=== Reading text ===

Elevator Pitch.
When the younger of two children is beheaded in a bizaar car accident the family, already struggling after the death of the wife’s mother, is thrown into chaos, and the situation takes an even darker turn when Annie, the wife, is introduced to a technique which allows her to contact the dead child in the spirit world; that is not the end of it; Annie’s mother’s grave has been desecrated, the elder son is behaving oddly, the dead girl’s notebook is full of new pictures and human forms are glimpsed in the glooom.
Content.
We spend time in the wife’s workshop where she constructs miniature dometic environments, and is to be exhibited in New York. The children behave oddly, at one point attending a sort of school party, and people drive about in a very depopulated environment, apparently Utah. There is a lot of threatening music, some quite frightening scenes and some random acts of violence which it would be inappropriate to describe here. There is nudity but no sexual content, and some smoking of marijuana and drinking.

===

Your goal:
Transcribe the story summary in full, word for word. The listing that follows has no connection to the story summary.

=== Given material ===

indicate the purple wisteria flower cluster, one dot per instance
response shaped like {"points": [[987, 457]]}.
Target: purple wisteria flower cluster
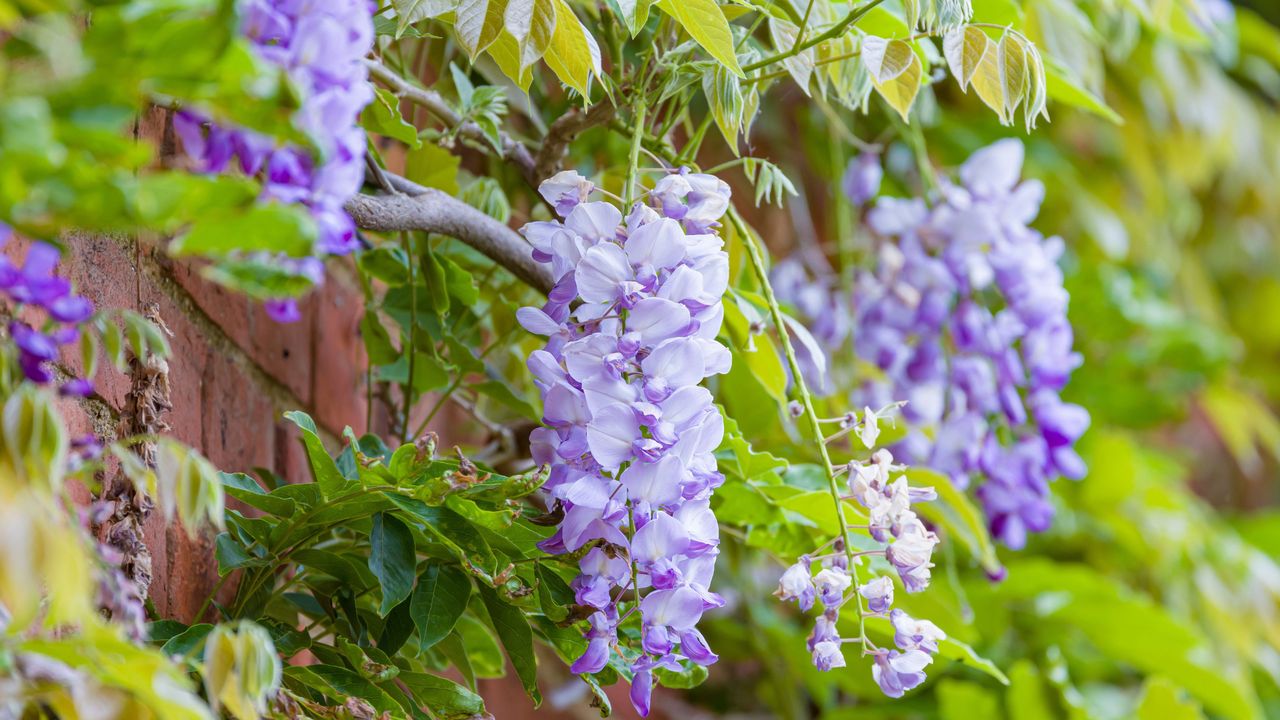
{"points": [[630, 433], [965, 313], [320, 45], [35, 286], [906, 545]]}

===

Output:
Elevator Pitch.
When the younger of two children is beheaded in a bizaar car accident the family, already struggling after the death of the wife’s mother, is thrown into chaos, and the situation takes an even darker turn when Annie, the wife, is introduced to a technique which allows her to contact the dead child in the spirit world; that is not the end of it; Annie’s mother’s grave has been desecrated, the elder son is behaving oddly, the dead girl’s notebook is full of new pictures and human forms are glimpsed in the glooom.
Content.
We spend time in the wife’s workshop where she constructs miniature dometic environments, and is to be exhibited in New York. The children behave oddly, at one point attending a sort of school party, and people drive about in a very depopulated environment, apparently Utah. There is a lot of threatening music, some quite frightening scenes and some random acts of violence which it would be inappropriate to describe here. There is nudity but no sexual content, and some smoking of marijuana and drinking.